Problem set
A. In the article on Centene's employee buyouts, how far did Centene shares initially drop after Bloomberg's report?
B. Extend the article on Centene's employee buyouts, starting after its final sentence.

Extract provided
▼▼▼

Centene offers employee buyouts as insurer faces cost pressure
Centene said it began a voluntary separation program while higher medical costs and shrinking federal health plan membership weigh on the company.
By Maya Lindqvist · Senior Technology Correspondent
3 min read
Centene said Monday that it offered buyouts to some workers, a cost-cutting step at a health insurer facing higher medical expenses and a smaller membership base. The move matters because Centene is a major player in government-backed health plans, including Medicaid, Medicare and Affordable Care Act coverage.
The company described the offer as a Voluntary Separation Program, according to a statement from a Centene spokesperson reported by CNBC. Centene said the program is meant for employees who may be considering leaving the company as it adjusts to current conditions in health care.
Centene did not say how many employees received the offer, CNBC reported. The company also did not disclose how much it hopes to shrink its workforce through the buyouts.
Bloomberg first reported the buyout plan Monday, according to CNBC. Centene shares initially dropped 4% after that report, CNBC said.
Bloomberg reported that layoffs could come later if Centene does not reach its goal through voluntary departures. Centene did not provide a public target for the program in the information reported by CNBC.
Membership pressure
Centene is the largest Medicaid provider and also has a large presence in federal health programs tied to Medicare and the Affordable Care Act, CNBC reported. Those businesses have come under pressure from policy changes, funding cuts and medical cost trends.
A company filing showed Centene’s total membership fell 6% from a year earlier in the first quarter to 26.3 million, according to CNBC. The drop followed a weaker period for its ACA business.

▲▲▲

Entries shown

▼▼▼

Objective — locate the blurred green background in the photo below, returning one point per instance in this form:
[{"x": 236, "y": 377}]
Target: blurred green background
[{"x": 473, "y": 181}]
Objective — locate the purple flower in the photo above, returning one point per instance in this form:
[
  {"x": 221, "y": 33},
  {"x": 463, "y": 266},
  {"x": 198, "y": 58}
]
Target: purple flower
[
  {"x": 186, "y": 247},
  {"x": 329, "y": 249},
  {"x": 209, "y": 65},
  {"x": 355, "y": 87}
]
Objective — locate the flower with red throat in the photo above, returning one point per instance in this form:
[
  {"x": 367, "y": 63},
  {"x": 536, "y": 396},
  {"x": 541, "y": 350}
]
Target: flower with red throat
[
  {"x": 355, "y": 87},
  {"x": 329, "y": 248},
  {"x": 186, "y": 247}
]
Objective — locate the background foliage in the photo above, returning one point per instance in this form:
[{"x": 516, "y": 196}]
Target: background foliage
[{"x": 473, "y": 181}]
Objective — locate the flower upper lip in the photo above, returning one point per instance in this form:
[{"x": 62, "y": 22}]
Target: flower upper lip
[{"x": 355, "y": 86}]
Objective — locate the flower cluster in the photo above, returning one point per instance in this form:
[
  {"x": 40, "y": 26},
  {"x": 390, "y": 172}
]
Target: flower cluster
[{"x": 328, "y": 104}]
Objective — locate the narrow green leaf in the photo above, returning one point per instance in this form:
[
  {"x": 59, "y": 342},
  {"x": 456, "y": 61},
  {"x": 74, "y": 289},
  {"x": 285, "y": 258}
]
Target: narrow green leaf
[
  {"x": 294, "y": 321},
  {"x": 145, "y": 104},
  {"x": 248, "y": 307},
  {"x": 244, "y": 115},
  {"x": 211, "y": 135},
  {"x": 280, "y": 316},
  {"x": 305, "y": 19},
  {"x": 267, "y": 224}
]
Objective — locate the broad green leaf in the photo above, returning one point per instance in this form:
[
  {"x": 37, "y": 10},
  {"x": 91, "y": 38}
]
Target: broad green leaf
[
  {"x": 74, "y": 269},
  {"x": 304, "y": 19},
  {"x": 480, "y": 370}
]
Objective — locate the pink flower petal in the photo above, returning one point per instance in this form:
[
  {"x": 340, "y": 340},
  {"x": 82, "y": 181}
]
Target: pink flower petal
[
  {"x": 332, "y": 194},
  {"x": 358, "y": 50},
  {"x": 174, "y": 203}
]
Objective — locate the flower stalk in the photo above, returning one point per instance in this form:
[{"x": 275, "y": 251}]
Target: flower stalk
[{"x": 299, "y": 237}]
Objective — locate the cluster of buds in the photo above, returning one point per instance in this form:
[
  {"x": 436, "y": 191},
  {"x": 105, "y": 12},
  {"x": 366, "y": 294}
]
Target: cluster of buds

▲▲▲

Answer list
A. 4%

B.
Centene’s ACA plans lost about 2 million members in the first quarter compared with the end of 2025, CNBC reported. The decline was tied mainly to the expiration of enhanced federal subsidies at the start of the year after Congress allowed them to lapse, according to CNBC.
Centene executives said in March at a Barclays conference that the company expected ACA membership to fall nearly 40% by the end of 2026, CNBC reported. That outlook added to the pressure on a business already dealing with higher costs.
Medicaid and Medicare headwinds
CNBC reported that Centene is also preparing for the effect of more than $900 billion in Medicaid cuts over a decade. The company’s exposure to Medicaid makes that issue central to its business outlook.
The broader health insurance industry is also contending with medical costs that have come in higher than expected in privately run Medicare plans, CNBC reported. Those costs have weighed on insurers that sell Medicare coverage through government-backed programs.
Centene’s buyout offer adds to signs that health insurers are trying to reduce expenses as federal program changes and care costs affect earnings expectations. The company has not said whether the voluntary program will be enough to meet its cost-cutting needs.
This story draws on original reporting from CNBC.